Given problem: Copy out the items below exactly, starting with the line that contains "Where can the uniform" and continuing through the last line of the items.

Material for this exercise:
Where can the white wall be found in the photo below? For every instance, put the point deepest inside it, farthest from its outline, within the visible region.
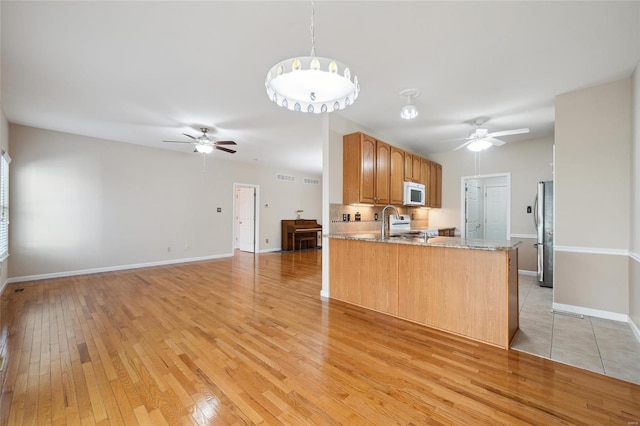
(80, 203)
(634, 260)
(528, 162)
(592, 200)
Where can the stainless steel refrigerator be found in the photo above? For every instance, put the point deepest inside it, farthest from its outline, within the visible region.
(543, 219)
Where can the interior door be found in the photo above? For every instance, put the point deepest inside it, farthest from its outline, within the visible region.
(473, 210)
(495, 216)
(245, 218)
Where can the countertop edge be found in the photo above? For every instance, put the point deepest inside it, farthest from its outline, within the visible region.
(447, 242)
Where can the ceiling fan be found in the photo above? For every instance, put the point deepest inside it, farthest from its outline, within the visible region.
(481, 139)
(204, 144)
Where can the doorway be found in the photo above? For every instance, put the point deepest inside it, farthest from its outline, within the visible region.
(245, 224)
(486, 201)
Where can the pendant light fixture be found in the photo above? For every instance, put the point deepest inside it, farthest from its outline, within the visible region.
(311, 83)
(409, 111)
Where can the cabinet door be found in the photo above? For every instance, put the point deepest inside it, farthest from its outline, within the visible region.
(382, 172)
(417, 173)
(425, 178)
(368, 170)
(397, 176)
(408, 167)
(438, 186)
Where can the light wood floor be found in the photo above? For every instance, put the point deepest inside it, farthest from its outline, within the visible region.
(248, 340)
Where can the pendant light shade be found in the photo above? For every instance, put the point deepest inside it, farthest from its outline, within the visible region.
(311, 83)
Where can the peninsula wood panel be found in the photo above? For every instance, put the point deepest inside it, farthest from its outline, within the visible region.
(364, 274)
(248, 340)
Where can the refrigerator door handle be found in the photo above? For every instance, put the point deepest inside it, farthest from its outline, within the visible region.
(540, 262)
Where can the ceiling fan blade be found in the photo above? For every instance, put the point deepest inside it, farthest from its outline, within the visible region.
(463, 145)
(509, 132)
(495, 142)
(225, 149)
(451, 140)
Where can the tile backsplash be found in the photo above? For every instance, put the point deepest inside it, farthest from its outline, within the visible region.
(368, 221)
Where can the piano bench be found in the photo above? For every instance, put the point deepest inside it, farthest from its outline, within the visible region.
(300, 239)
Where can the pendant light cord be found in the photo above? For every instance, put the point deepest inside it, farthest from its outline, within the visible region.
(313, 29)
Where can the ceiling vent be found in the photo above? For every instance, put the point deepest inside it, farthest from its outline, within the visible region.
(286, 178)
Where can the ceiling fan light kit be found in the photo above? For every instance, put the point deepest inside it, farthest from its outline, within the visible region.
(409, 111)
(480, 139)
(479, 145)
(204, 145)
(204, 148)
(311, 83)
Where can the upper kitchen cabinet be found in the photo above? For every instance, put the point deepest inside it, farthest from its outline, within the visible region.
(435, 185)
(366, 170)
(374, 172)
(396, 188)
(412, 168)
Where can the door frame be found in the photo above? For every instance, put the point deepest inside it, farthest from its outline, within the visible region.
(463, 181)
(256, 216)
(484, 207)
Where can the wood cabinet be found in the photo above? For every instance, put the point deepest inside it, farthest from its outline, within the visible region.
(435, 185)
(374, 172)
(471, 293)
(396, 189)
(412, 168)
(364, 274)
(366, 170)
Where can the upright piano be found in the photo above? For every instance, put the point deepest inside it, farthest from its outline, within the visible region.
(298, 233)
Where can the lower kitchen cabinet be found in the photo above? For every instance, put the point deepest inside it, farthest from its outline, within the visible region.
(468, 292)
(365, 274)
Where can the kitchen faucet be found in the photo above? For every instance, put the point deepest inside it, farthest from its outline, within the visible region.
(383, 220)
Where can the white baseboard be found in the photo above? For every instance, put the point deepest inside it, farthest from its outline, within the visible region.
(269, 250)
(635, 329)
(614, 316)
(113, 268)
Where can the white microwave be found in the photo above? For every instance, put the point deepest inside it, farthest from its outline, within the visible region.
(414, 194)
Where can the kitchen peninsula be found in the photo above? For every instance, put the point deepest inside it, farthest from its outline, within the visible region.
(466, 287)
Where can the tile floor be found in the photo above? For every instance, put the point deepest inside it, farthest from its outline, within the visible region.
(603, 346)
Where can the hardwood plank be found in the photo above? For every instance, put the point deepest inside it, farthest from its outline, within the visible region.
(248, 340)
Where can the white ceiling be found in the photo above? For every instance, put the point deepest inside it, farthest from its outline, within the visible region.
(144, 72)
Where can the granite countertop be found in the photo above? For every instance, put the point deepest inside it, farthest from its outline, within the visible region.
(451, 242)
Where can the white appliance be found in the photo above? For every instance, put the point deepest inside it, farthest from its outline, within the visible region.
(414, 194)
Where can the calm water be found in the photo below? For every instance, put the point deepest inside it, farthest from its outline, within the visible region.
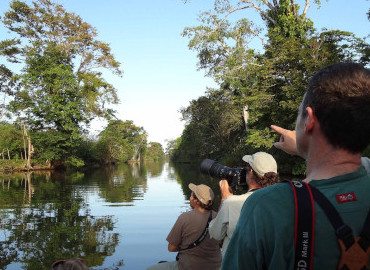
(114, 218)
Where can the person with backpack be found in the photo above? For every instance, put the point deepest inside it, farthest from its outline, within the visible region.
(261, 170)
(190, 238)
(332, 131)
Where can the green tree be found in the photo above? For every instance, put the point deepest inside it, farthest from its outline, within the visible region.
(154, 152)
(270, 82)
(121, 141)
(60, 86)
(11, 141)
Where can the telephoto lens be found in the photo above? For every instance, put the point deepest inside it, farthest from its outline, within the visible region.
(236, 177)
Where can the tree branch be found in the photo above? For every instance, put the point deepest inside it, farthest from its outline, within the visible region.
(263, 13)
(306, 8)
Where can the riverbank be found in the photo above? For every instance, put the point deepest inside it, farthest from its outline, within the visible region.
(18, 165)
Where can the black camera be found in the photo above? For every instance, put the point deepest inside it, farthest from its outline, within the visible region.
(236, 177)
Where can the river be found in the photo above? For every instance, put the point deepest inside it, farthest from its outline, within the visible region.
(114, 217)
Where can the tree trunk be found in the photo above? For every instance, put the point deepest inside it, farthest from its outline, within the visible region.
(30, 147)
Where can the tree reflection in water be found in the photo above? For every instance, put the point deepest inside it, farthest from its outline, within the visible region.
(45, 217)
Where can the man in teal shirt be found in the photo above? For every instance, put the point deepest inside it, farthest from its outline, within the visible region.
(332, 130)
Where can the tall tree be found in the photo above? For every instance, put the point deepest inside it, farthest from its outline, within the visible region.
(121, 141)
(270, 82)
(60, 85)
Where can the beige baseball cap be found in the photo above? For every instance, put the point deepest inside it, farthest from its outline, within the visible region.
(261, 163)
(204, 193)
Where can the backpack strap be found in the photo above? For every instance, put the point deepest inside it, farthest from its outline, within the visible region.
(202, 236)
(355, 251)
(304, 225)
(343, 231)
(199, 240)
(364, 242)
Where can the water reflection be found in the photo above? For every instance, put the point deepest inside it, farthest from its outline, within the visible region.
(114, 218)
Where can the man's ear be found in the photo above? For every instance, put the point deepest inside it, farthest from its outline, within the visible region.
(310, 120)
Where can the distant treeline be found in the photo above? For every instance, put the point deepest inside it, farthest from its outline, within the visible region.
(256, 88)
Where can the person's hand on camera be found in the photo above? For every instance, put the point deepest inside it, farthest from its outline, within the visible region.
(225, 189)
(287, 141)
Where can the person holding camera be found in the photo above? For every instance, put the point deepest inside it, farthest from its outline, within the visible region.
(261, 171)
(190, 238)
(332, 130)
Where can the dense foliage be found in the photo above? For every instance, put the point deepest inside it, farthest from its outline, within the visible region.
(54, 80)
(269, 82)
(53, 83)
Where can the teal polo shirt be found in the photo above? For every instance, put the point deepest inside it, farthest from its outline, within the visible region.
(264, 235)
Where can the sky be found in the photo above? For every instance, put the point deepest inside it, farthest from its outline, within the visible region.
(160, 72)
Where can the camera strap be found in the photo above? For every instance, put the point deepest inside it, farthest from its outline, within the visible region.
(355, 251)
(200, 239)
(304, 225)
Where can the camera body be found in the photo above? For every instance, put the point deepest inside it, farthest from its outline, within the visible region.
(236, 177)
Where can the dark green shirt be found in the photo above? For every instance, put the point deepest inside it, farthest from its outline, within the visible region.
(264, 235)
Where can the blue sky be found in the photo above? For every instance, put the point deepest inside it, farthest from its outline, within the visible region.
(160, 72)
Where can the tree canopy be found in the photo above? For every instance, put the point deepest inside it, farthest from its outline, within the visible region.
(54, 80)
(269, 82)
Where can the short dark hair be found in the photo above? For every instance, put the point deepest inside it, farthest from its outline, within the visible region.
(339, 95)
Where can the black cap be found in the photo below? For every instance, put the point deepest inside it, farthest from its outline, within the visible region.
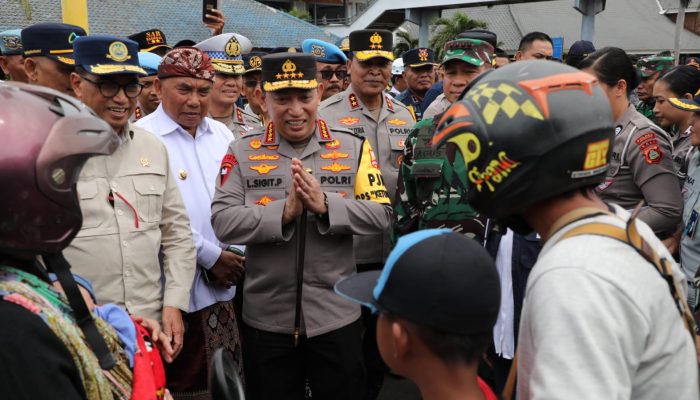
(51, 40)
(288, 70)
(371, 43)
(436, 278)
(578, 51)
(418, 57)
(253, 61)
(150, 40)
(481, 34)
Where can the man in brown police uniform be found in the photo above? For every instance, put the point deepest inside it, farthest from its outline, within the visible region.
(366, 109)
(298, 171)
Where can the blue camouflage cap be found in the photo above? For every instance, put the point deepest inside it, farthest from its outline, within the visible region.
(149, 62)
(107, 55)
(11, 42)
(323, 51)
(225, 52)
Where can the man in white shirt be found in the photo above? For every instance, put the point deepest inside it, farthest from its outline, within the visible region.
(196, 145)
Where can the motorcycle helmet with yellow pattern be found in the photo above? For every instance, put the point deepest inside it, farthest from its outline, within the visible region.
(527, 132)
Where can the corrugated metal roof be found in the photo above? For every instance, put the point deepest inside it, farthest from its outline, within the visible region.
(265, 26)
(634, 25)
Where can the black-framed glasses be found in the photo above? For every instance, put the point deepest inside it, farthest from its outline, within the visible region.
(110, 89)
(251, 83)
(328, 74)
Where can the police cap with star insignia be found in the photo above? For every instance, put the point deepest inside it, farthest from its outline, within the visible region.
(288, 70)
(253, 61)
(225, 53)
(371, 43)
(52, 40)
(419, 57)
(107, 55)
(323, 51)
(11, 42)
(150, 40)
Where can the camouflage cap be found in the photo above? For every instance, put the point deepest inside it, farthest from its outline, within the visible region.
(648, 66)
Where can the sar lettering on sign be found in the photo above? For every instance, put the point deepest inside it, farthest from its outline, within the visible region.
(494, 173)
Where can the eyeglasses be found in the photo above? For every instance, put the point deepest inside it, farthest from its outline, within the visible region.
(110, 89)
(328, 74)
(251, 83)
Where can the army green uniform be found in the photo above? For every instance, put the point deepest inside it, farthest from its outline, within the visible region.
(432, 188)
(387, 135)
(642, 169)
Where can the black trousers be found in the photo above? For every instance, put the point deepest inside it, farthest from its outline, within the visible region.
(332, 362)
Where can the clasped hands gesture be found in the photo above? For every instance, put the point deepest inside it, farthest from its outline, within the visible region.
(305, 192)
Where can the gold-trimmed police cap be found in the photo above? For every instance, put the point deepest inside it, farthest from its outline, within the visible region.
(371, 43)
(288, 70)
(52, 40)
(225, 52)
(107, 55)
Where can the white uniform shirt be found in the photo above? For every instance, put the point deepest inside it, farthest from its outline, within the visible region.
(599, 322)
(196, 163)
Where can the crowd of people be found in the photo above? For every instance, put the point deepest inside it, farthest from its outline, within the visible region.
(485, 226)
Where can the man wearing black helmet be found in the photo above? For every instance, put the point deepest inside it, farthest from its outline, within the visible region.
(598, 321)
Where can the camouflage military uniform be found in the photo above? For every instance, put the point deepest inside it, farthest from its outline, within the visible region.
(432, 188)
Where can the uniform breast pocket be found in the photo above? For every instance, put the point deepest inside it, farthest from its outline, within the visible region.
(149, 189)
(91, 204)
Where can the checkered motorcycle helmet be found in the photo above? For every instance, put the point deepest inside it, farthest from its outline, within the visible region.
(527, 132)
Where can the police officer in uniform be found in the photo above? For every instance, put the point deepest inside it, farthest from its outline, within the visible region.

Final result:
Where can the uniform breast pocket be found in the photo above? For every instance, put the point deepest inside it, farthest from its outline, within the visible region.
(149, 189)
(91, 204)
Where can the checkered motorcycle helmet be found in the photo above? For every instance, put the point deepest inside it, farthest from its outline, within the visible region.
(527, 132)
Where can the police officer in uniform be found in the photo above? For every instance, put the point deepest inside it, farthest from its outline, within the visible region.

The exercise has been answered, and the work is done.